BEGIN Provided passage

As noted in Narayanan and Nelson (2019), any such map must necessarily be non-linear. Suppose not, then on translating the origin to be a terminal, it follows that the Euclidean norm of each point on the unit sphere around the origin must be \(O({\varepsilon })\)-preserved, which means that the dimension of any embedding given by a linear map would not be any less than the original dimension.

2.2 k-distance

The distance to a finite point set P is usually taken to be the minimum distance to a point in the set. For the computations involved in geometric and topological inference, however, this distance is highly sensitive to outliers and noise. To handle this problem of sensitivity, Chazal et al. in Chazal et al. (2011) introduced the distance to a probability measure which, in the case of a uniform probability on P, is called the k-distance.

Definition 8

(k-distance) For \( k \in \{1,...,n\} \) and \( x \in \mathbb {R}^D \), the k-distance of x to P is

$$\begin{aligned} d_{P,k}(x)= \min _{S_k\in {P\atopwithdelims ()k }} \sqrt{\dfrac{1}{k}\sum _{p \in S_k}\Vert x-p\Vert ^2}=\sqrt{\dfrac{1}{k}\sum _{p \in \text {NN}_{P}^k(x)}\Vert x-p\Vert ^2} \end{aligned}$$
(3)

where \( \text {NN}^{k}_{P}(x) \subset P \) denotes the k nearest neighbours in P to the point \( x \in \mathbb {R}^{D} \).

It was shown in Aurenhammer (1990), that the k-distance can be expressed in terms of weighted points and power distance. A weighted point \(\hat{p}\) is a point p of \({\mathbb {R}}^D\) together with a (not necessarily positive) real number called its weight and denoted by w(p). The power distance between a point \(x\in {\mathbb {R}}^D\) and a weighted point \(\hat{p}=(p,w(p))\), denoted by \(D(x,\hat{p})\) is \(\Vert x-p\Vert ^2-w(p)\), i.e. the power of x with respect to a ball of radius \(\sqrt{w(p)}\) centered at p. The distance between two weighted points \(\hat{p}_i=(p_i,w(i))\) and \(\hat{p}_j=(p_j,w(j))\) is defined as \(D(\hat{p}_i,\hat{p}_j)=\Vert p_i-p_j\Vert ^2 - w(i)- w(j)\). This definition encompasses the case where the two weights are 0, in which case we have the squared Euclidean distance, and the case where one of the points has weight 0, in which case, we have the power distance of a point to a ball. We say that two weighted points are orthogonal when their weighted distance is zero.

END Provided passage
BEGIN Excerpted data

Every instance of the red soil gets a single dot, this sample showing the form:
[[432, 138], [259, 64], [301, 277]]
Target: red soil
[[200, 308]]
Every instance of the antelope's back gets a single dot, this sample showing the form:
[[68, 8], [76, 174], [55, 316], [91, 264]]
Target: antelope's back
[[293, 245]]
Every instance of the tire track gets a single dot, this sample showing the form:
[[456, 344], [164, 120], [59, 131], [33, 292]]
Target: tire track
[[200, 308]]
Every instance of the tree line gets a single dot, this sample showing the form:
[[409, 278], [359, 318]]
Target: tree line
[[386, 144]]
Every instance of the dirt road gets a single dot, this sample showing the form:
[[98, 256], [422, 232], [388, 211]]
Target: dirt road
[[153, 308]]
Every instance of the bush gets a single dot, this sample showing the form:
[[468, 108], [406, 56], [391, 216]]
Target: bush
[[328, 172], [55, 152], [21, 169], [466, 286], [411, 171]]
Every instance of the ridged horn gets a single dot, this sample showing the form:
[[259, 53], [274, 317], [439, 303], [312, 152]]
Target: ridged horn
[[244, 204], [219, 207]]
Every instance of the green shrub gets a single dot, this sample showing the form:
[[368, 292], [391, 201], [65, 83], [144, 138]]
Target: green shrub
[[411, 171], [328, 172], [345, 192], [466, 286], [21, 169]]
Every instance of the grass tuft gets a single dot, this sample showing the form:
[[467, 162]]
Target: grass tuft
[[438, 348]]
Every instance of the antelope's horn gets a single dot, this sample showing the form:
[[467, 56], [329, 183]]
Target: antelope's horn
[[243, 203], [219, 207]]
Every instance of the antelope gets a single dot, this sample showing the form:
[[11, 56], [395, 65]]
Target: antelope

END Excerpted data

Assigned task 1:
Summarize the passage on k-distance in two sentences.
Assigned task 2:
Carry on the passage on k-distance from its last sentence.

Written answer 1:
Because the usual distance to a finite point set, the minimum distance to a point in it, is highly sensitive to outliers and noise, Chazal et al. introduced the distance to a probability measure, called the k-distance for a uniform probability on P: the square root of the mean squared distance from x to its k nearest neighbors in P. Aurenhammer showed that the k-distance can be expressed through weighted points and power distance, where the power distance from x to a weighted point (p, w(p)) is ‖x−p‖² − w(p), and two weighted points are orthogonal when their weighted distance is zero.

Written answer 2:
Let \( B_{P,k} \) be the set of iso-barycentres of all subsets of k points in P. To each barycenter \(b\in B_{P,k}\), \(b= (1/k) \sum _{i}p_{i} \), we associate the weight \( w(b)=- \frac{1}{k} \sum _{i}\Vert b-p_i\Vert ^2 \). Note that, despite the notation, this weight does not only depend on b, but also on the set of points in P for which b is the barycenter. Writing \({\hat{B}}_{P,k}= \{ \hat{b}=(b, w(b)), b\in B_{P,k}\}\), we see from (2) that the k-distance is the square root of a power distance (Aurenhammer 1990)

$$\begin{aligned} d_{P,k}(x) = \min _{\hat{b}\in {\hat{B}}_{P,k}} \sqrt{D(x,\hat{b})}. \end{aligned}$$
(4)

Observe that in general the squared distance between a pair of weighted points can be negative, but the above assignment of weights ensures that the k-distance \(d_{P,k}\) is a real function. Since \( d_{P,k} \) is the square root of a non-negative power distance, the \(\alpha \)-sublevel set of \( d_{P,k} \), \({d}_{P,k}([-\infty , \alpha ])\), \(\alpha \in {\mathbb {R}}\), is the union of \( n\atopwithdelims ()k \) balls \(B(b, \sqrt{\alpha ^2 + w(b)})\), \(b\in B_{P,k}\). However, some of the balls may be included in the union of others and be redundant. In fact, the number of barycenters (or equivalently of balls) required to define a level set of \( d_{P,k} \) is equal to the number of the non-empty cells in the kth-order Voronoi diagram of P. Hence the number of non-empty cells is \( \Omega \left( n^{\left\lfloor (D+1)/2 \right\rfloor } \right) \) (Clarkson and Shor 1989) and computing them in high dimensions is intractable. It is then natural to look for approximations of the k-distance, as proposed in Buchet et al. (2016).

Definition 9

(Approximation) Let \( P \subset \mathbb {R}^{D} \) and \( x\in \mathbb {R}^{D} \). The approximate k-distance \( \tilde{d}_{P,k}(x) \) is defined as

$$\begin{aligned} \tilde{d}_{P,k}(x):= & {} \min _{{p}\in {P}}\sqrt{ D(x,\hat{p}) } \end{aligned}$$
(5)

where \(\hat{p}=(p,w(p))\) with \(w(p)= -d^2_{P,k}(p) \), the negative of the squared k-distance of p.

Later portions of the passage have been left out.